Written request: Exactly repeat the material, dropping only the pictures.

Records shown:
───

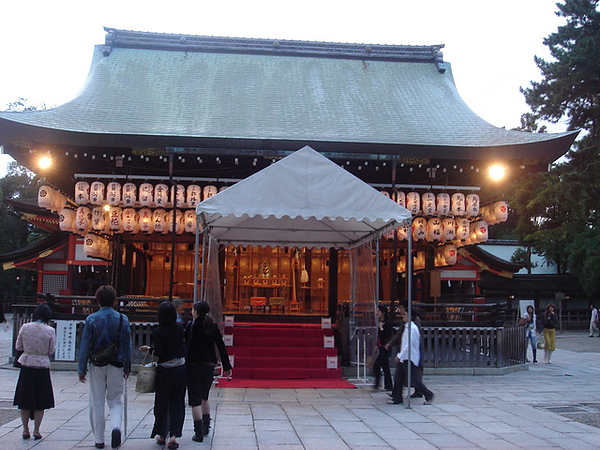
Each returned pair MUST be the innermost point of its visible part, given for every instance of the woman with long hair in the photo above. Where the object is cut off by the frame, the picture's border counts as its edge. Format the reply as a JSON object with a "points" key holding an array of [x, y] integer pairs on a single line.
{"points": [[34, 392], [169, 396], [550, 322], [202, 336]]}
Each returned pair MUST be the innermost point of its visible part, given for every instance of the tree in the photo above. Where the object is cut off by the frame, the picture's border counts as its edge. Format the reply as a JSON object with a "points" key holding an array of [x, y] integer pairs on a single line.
{"points": [[558, 210]]}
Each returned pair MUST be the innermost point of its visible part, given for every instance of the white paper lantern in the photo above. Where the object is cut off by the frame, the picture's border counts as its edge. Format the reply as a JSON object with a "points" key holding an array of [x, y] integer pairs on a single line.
{"points": [[434, 229], [450, 254], [115, 217], [501, 211], [419, 228], [413, 202], [113, 193], [400, 198], [83, 219], [428, 202], [194, 195], [463, 229], [82, 192], [97, 193], [161, 195], [145, 220], [128, 197], [66, 219], [99, 222], [472, 205], [45, 199], [189, 221], [448, 229], [443, 204], [159, 220], [458, 204], [130, 220], [146, 194], [209, 191]]}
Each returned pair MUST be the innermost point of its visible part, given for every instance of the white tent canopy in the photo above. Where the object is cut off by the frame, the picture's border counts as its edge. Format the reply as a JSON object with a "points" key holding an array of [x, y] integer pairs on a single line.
{"points": [[303, 200]]}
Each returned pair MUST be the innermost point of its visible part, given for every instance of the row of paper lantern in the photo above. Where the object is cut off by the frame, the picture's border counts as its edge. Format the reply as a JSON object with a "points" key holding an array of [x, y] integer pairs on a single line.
{"points": [[126, 220], [442, 204], [96, 246], [446, 255], [128, 195]]}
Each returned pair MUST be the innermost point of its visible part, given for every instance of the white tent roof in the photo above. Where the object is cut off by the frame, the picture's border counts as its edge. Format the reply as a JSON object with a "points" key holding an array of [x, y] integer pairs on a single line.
{"points": [[303, 200]]}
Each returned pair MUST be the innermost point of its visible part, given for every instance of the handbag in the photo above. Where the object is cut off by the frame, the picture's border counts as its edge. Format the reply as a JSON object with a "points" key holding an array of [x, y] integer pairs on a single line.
{"points": [[146, 378]]}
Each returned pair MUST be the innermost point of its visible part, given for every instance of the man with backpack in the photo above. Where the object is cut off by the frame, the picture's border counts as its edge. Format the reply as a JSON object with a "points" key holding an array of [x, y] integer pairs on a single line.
{"points": [[106, 351]]}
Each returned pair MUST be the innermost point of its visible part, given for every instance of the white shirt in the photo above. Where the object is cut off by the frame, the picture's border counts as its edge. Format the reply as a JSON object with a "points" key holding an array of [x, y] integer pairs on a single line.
{"points": [[415, 338]]}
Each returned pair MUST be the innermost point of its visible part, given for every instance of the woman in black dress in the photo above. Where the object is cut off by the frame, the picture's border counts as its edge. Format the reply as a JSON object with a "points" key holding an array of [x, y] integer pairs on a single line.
{"points": [[202, 335], [34, 392], [169, 397]]}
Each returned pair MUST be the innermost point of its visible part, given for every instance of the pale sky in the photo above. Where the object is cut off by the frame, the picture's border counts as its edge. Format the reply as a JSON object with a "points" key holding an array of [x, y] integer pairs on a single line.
{"points": [[46, 46]]}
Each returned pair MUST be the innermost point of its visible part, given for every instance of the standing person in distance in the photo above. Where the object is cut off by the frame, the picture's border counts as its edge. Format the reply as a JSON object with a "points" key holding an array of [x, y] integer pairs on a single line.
{"points": [[101, 330], [550, 322], [34, 393], [594, 321], [202, 335], [169, 395]]}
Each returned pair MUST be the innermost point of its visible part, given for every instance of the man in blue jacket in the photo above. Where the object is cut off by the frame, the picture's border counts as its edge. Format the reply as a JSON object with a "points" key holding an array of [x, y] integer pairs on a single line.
{"points": [[103, 331]]}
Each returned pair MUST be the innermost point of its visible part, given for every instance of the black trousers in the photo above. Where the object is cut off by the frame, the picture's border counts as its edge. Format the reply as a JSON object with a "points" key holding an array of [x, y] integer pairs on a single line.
{"points": [[169, 401], [383, 363], [400, 379]]}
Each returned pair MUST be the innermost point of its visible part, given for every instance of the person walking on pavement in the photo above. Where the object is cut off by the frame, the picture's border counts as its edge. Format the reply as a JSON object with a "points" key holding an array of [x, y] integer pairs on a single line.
{"points": [[415, 358], [106, 346], [550, 322], [202, 336], [34, 393], [594, 321]]}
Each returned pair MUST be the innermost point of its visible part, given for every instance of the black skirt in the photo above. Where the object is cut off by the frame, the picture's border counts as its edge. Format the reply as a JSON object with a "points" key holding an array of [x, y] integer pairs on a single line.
{"points": [[34, 389]]}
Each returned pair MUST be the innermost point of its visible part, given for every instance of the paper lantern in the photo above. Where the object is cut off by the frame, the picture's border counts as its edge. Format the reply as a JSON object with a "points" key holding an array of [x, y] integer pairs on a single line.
{"points": [[115, 217], [428, 202], [189, 221], [66, 219], [83, 219], [178, 221], [97, 193], [443, 204], [194, 195], [161, 195], [472, 207], [448, 229], [458, 204], [45, 199], [400, 198], [145, 220], [82, 192], [413, 202], [501, 211], [179, 195], [434, 229], [113, 193], [450, 254], [128, 197], [99, 219], [463, 229], [209, 191], [146, 194], [419, 228], [130, 220], [159, 220]]}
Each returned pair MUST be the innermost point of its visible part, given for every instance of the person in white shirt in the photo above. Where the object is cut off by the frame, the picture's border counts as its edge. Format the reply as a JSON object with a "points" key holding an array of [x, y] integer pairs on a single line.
{"points": [[402, 368], [594, 322]]}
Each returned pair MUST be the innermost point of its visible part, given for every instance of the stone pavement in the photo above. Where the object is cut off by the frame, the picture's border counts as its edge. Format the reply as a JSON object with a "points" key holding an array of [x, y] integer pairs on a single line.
{"points": [[548, 406]]}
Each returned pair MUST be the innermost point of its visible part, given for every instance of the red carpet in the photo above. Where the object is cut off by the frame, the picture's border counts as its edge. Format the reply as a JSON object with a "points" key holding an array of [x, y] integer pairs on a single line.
{"points": [[310, 383]]}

───

Written response:
Each returned pair MUST be the innermost point of its visible part, given for every instance of the woman with long hair in the photo above. Where the object is cut off by the frame, the picture's border counts as its edge. Format the reply as a JSON object with a "points" key holding an array of [x, y] integer pairs on a single line.
{"points": [[34, 392], [169, 396], [550, 322], [202, 336]]}
Each returned pair MUST be the innermost point of its visible part, given for every instance of the tree in the photo above. Where the object is cut off by the frame, the picture's border counts as its edge. Format the reply as a JSON object with a "points" key holding an array of [x, y] integer pairs on a single line.
{"points": [[558, 210]]}
Each returned pair MUST be the innermost point of its visible part, given for every instance of the white paper lantern in the photo above. Where the object is cut off by the frame, the picture's border counts as its edge. Format the reply as a JSON object with a "points" key holding an array of [x, y] integer pairs on a single line.
{"points": [[434, 229], [450, 254], [115, 217], [501, 211], [419, 228], [413, 202], [113, 193], [400, 198], [83, 219], [428, 202], [194, 195], [463, 229], [82, 192], [97, 193], [161, 195], [145, 220], [128, 197], [66, 219], [99, 222], [472, 205], [45, 199], [189, 221], [448, 229], [443, 204], [159, 220], [458, 204], [130, 220], [146, 194], [209, 191]]}
Each returned pair MUST be the innermost point of its visible part, given for every instance of the white tent canopy in the photo above. Where the object is cut off by the frame, the picture's border counts as its edge. Format the reply as a JSON object with a "points" key holding an array of [x, y] integer pairs on a single line.
{"points": [[303, 200]]}
Each returned pair MUST be the innermost point of its visible part, given for every instance of the row of paper lantern in the photo above. Where the object is cut off by the frame, the picture's border counts as its edge. Format the reply as a JSON object with a "points" key holding an array of [x, y] integer pairs on a single line.
{"points": [[126, 220], [442, 204], [96, 246], [446, 255], [128, 195]]}
Each returned pair MUST be the innermost point of its visible part, given for every instance of the white tent roof in the photo above. Where the object is cut off by the frame, the picture's border counts as its edge. Format the reply as a JSON object with a "points" key holding an array of [x, y] integer pairs on a single line.
{"points": [[303, 200]]}
Each returned pair MUST be the innermost point of its visible part, given for every instance of the handbag in the photo above. Where the object is cut off by the frame, the picture's border counts as its edge. Format the reply as a JSON object with a "points" key holding an array of [x, y] integer pairs on a single line.
{"points": [[146, 378]]}
Each returned pair MUST be the innermost point of its visible part, given for every instance of the man with backpack in the photo above. Where the object is cut off by the frame, the picture's border counts as its edge. Format the reply as a JSON object with a "points" key holding an array of [x, y] integer pairs on a single line.
{"points": [[106, 351]]}
Each returned pair MUST be the innermost point of its visible part, given for every instance of the white shirt in the photo above. Where the object is cut off by the frame, the picture's border counts as its edge. Format the reply as a JSON object with a "points" key holding an array of [x, y] integer pairs on a single line.
{"points": [[415, 338]]}
Each returned pair MUST be the innermost point of its visible part, given for every instance of the woman in black dress in the photo above. Where the object is cut off by the frame, the picture's border counts as its edge. Format the reply as a JSON object with a "points" key holding an array of [x, y] integer pairs on a single line.
{"points": [[202, 335], [34, 392], [169, 397]]}
Each returned pair MUST be the innermost point of its visible part, given for every instance of the pale sky in the photo above. Where the object is cut off by the frame, the picture's border counts as its edge. Format the reply as a JSON object with a "points" key holding an array of [x, y] integer pairs on a single line.
{"points": [[46, 46]]}
Each returned pair MUST be the innermost point of its visible part, given for every instance of the standing person in distance in the photo above. Where the object is cut off by the frame, the picture's border counts as its edge. Format the reply as a JSON object with a "points" key holding an array of [x, y] integer pairs on a single line.
{"points": [[101, 330], [550, 322], [34, 393], [594, 321], [202, 335], [169, 395]]}
Each returned pair MUST be the innermost point of its visible part, given for every instance of the man in blue jacket in the photo above. Where the object is cut off by the frame, the picture's border counts as its edge. Format the reply as a JSON object with a "points" key holding an array of [x, y] integer pairs on a single line.
{"points": [[103, 331]]}
Each returned pair MUST be the innermost point of its visible part, given for every instance of the black trousers in the photo above. Where the object is cut off by the frame, the picture's border counts as its edge. Format the reply as a JSON object with a "points" key holding an array of [x, y] integer pairs on a single line.
{"points": [[169, 401], [383, 363], [400, 379]]}
Each returned pair MUST be the innermost point of its visible part, given for every instance of the person walking on pavement in the photo above. Where the object is cut off by the frame, the picture's border counts as its edge. Format the reply as a JSON object with a "points" key holding an array of [x, y] integer pairs on a single line.
{"points": [[415, 358], [106, 346], [550, 322], [202, 336], [34, 393], [594, 321]]}
Each returned pair MUST be the innermost point of its visible part, given for every instance of the black skirt in the photo above. Where the object is cut off by the frame, the picture's border counts as its edge. Format the reply as a JSON object with a "points" key holding an array of [x, y] integer pairs on a single line.
{"points": [[34, 389]]}
Each returned pair MUST be the innermost point of its visible part, given for every instance of the paper lantern in the photo above. Where the object is cut off by the frame, the picture's border counts as its edge. Format the reply as a JSON object with a "points" key holding an array of [x, y] integer pairs on a single line.
{"points": [[115, 217], [428, 202], [189, 221], [66, 219], [83, 219], [178, 221], [97, 193], [443, 204], [194, 195], [161, 195], [472, 207], [448, 229], [458, 204], [45, 199], [400, 198], [145, 220], [82, 192], [413, 202], [501, 211], [179, 195], [434, 229], [113, 193], [450, 254], [128, 197], [99, 219], [463, 229], [209, 191], [146, 194], [419, 228], [130, 220], [159, 220]]}
Each returned pair MUST be the innermost point of its visible part, given for every instance of the person in white shirt in the photo above. Where the object is cut off by the frame, the picture's border counts as its edge. Format the reply as a JSON object with a "points" key holding an array of [x, y] integer pairs on a single line.
{"points": [[402, 368], [594, 322]]}
Each returned pair MUST be the innermost point of its visible part, given for every instance of the stone pavement in the photo above. Where the object is cut off by the frame, the picture's border counts as its edge. Format the reply as a JSON object with a "points" key holding an array of [x, y] integer pairs on a single line.
{"points": [[548, 406]]}
Each returned pair MUST be the innermost point of its visible part, given for every instance of the red carpet in the photo above. Where the object is cut off by the frame, the picture's border counts as its edge. Format the reply as a JSON object with a "points" key holding an array of [x, y] integer pairs on a single line.
{"points": [[310, 383]]}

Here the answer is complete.